━━ MATERIAL FOR THIS TASK

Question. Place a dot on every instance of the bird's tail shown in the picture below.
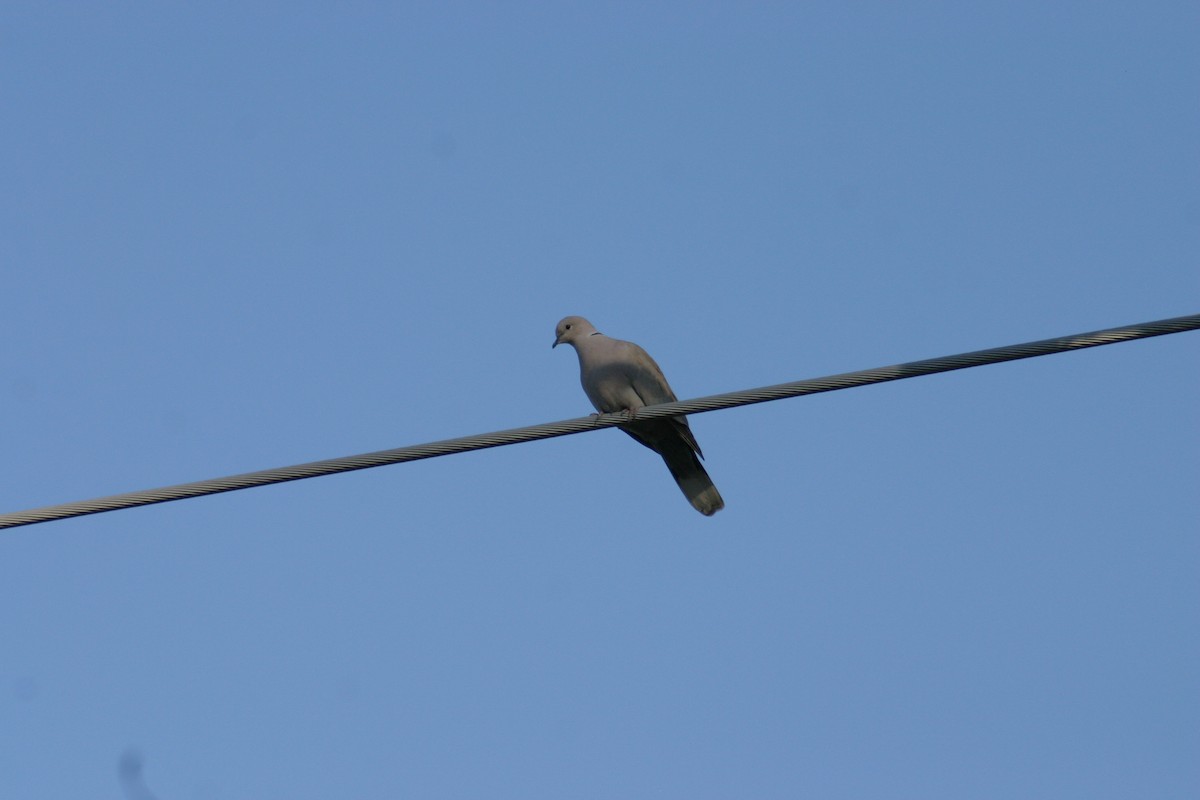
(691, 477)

━━━━
━━ MATERIAL FOR THIS TASK

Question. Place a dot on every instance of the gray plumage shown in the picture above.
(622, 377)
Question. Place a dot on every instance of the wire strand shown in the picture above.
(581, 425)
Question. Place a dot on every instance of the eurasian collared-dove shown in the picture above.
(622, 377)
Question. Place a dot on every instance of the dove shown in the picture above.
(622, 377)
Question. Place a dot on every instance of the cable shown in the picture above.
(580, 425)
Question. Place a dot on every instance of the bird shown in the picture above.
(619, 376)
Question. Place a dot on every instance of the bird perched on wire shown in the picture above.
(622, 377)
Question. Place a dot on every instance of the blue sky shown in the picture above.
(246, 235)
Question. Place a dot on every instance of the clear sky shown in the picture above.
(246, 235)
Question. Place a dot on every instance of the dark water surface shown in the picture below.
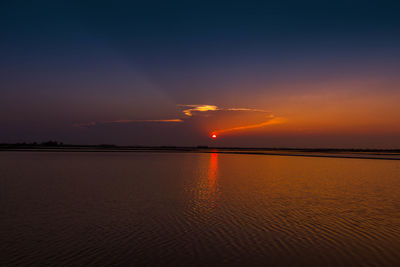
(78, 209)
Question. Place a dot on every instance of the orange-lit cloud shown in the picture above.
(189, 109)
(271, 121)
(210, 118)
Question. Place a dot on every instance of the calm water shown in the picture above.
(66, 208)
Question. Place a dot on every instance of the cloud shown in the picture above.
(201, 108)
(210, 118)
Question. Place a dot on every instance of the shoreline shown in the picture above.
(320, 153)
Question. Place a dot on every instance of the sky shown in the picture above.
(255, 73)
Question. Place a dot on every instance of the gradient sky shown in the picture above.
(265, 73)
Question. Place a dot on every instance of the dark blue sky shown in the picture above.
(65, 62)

━━━━

GOAL: Count the lines of the data above that contain the string "cloud", treating uppercase and lowercase as different. Reply with the number alone.

SOLUTION FOR THIS PROBLEM: 2